**Условие задачи**
Воспроизведите дословно и целиком текст о герое повести «Двойник».
── Фрагмент документа
Текстовая версия выпуска
Что сколько стоит у Достоевского и происхождение слова «стушеваться»
Мы дошли до улицы Маяковского. Поговорим мы не столько о ней, сколько о герое повести «Двойник», который жил здесь когда-то. Ну как жил, Федор Михайлович его здесь поселил. Заодно мы проведем сравнительный анализ цен тогда и сейчас, исходя из тех данных, которые можно почерпнуть в первых произведениях гения русской литературы. А в конце сам Федор Михайлович расскажет вам о том, как в русском языке появилось новое слово «стушеваться».
Яков Голядкин
Было без малого восемь часов утра, когда титулярный советник Яков Петрович Голядкин очнулся после долгого сна, зевнул, потянулся и открыл наконец совершенно глаза свои. Минуты с две, впрочем, лежал он неподвижно на своей постели, как человек не вполне еще уверенный, проснулся ли он или всё еще спит, наяву ли и в действительности ли всё, что около него теперь совершается, или -- продолжение его беспорядочных сонных грез. Вскоре, однако ж, чувства господина Голядкина стали яснее и отчетливее принимать свои привычные, обыденные впечатления. Знакомо глянули на него зеленовато-грязноватые, закоптелые, пыльные стены его маленькой комнатки, его комод красного дерева, стулья под красное дерево, стол, окрашенный красною краскою, клеенчатый турецкий диван красноватого цвета с зелененькими цветочками и, наконец, вчера впопыхах снятое платье и брошенное комком на диване. Наконец, серый осенний день, мутный и грязный, так сердито и с такой кислой гримасою заглянул к нему сквозь тусклое окно в комнату, что господин Голядкин никаким уже образом не мог более сомневаться, что он находится не в тридесятом царстве каком-нибудь, а в городе Петербурге, в столице, в Шестилавочной улице, в четвертом этаже одного весьма большого, капитального дома, в собственной квартире своей.
────
── Извлечённые данные
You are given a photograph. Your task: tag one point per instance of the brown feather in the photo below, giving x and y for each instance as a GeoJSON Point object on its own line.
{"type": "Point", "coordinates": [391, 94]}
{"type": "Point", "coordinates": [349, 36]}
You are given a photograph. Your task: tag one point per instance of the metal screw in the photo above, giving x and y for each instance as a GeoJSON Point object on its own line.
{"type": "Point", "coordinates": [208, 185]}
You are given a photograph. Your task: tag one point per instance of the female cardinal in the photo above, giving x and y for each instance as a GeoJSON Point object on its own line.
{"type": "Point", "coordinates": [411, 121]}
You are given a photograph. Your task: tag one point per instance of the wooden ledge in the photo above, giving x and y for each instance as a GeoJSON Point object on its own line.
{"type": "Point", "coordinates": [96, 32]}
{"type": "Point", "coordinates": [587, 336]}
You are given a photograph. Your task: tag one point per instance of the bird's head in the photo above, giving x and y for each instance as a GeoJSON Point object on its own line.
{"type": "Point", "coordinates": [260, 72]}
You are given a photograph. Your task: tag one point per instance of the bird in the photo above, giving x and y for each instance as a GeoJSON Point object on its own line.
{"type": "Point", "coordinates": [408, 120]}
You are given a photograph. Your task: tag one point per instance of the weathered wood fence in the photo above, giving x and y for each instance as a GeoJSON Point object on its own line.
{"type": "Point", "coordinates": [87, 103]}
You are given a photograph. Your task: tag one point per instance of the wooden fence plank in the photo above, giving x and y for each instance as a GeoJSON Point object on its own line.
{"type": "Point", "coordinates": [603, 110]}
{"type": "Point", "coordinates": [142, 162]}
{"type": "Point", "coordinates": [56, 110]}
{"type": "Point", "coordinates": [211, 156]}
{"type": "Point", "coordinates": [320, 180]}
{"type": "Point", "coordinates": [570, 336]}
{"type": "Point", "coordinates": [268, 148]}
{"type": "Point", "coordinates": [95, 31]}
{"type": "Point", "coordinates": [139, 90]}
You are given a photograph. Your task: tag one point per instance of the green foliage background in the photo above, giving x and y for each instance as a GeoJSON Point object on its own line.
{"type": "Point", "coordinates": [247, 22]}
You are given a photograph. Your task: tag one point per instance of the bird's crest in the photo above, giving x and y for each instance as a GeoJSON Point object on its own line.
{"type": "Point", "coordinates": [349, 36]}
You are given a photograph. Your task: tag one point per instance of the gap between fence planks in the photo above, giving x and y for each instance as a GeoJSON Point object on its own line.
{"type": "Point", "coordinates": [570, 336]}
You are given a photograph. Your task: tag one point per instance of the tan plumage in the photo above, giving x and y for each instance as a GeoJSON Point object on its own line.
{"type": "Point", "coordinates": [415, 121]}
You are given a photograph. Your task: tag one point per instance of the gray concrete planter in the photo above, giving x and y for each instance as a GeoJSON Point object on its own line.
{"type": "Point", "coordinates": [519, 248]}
────
**Решение задачи**
Текстовая версия выпуска
Что сколько стоит у Достоевского и происхождение слова «стушеваться»
Мы дошли до улицы Маяковского. Поговорим мы не столько о ней, сколько о герое повести «Двойник», который жил здесь когда-то. Ну как жил, Федор Михайлович его здесь поселил. Заодно мы проведем сравнительный анализ цен тогда и сейчас, исходя из тех данных, которые можно почерпнуть в первых произведениях гения русской литературы. А в конце сам Федор Михайлович расскажет вам о том, как в русском языке появилось новое слово «стушеваться».
Яков Голядкин
Было без малого восемь часов утра, когда титулярный советник Яков Петрович Голядкин очнулся после долгого сна, зевнул, потянулся и открыл наконец совершенно глаза свои. Минуты с две, впрочем, лежал он неподвижно на своей постели, как человек не вполне еще уверенный, проснулся ли он или всё еще спит, наяву ли и в действительности ли всё, что около него теперь совершается, или -- продолжение его беспорядочных сонных грез. Вскоре, однако ж, чувства господина Голядкина стали яснее и отчетливее принимать свои привычные, обыденные впечатления. Знакомо глянули на него зеленовато-грязноватые, закоптелые, пыльные стены его маленькой комнатки, его комод красного дерева, стулья под красное дерево, стол, окрашенный красною краскою, клеенчатый турецкий диван красноватого цвета с зелененькими цветочками и, наконец, вчера впопыхах снятое платье и брошенное комком на диване. Наконец, серый осенний день, мутный и грязный, так сердито и с такой кислой гримасою заглянул к нему сквозь тусклое окно в комнату, что господин Голядкин никаким уже образом не мог более сомневаться, что он находится не в тридесятом царстве каком-нибудь, а в городе Петербурге, в столице, в Шестилавочной улице, в четвертом этаже одного весьма большого, капитального дома, в собственной квартире своей.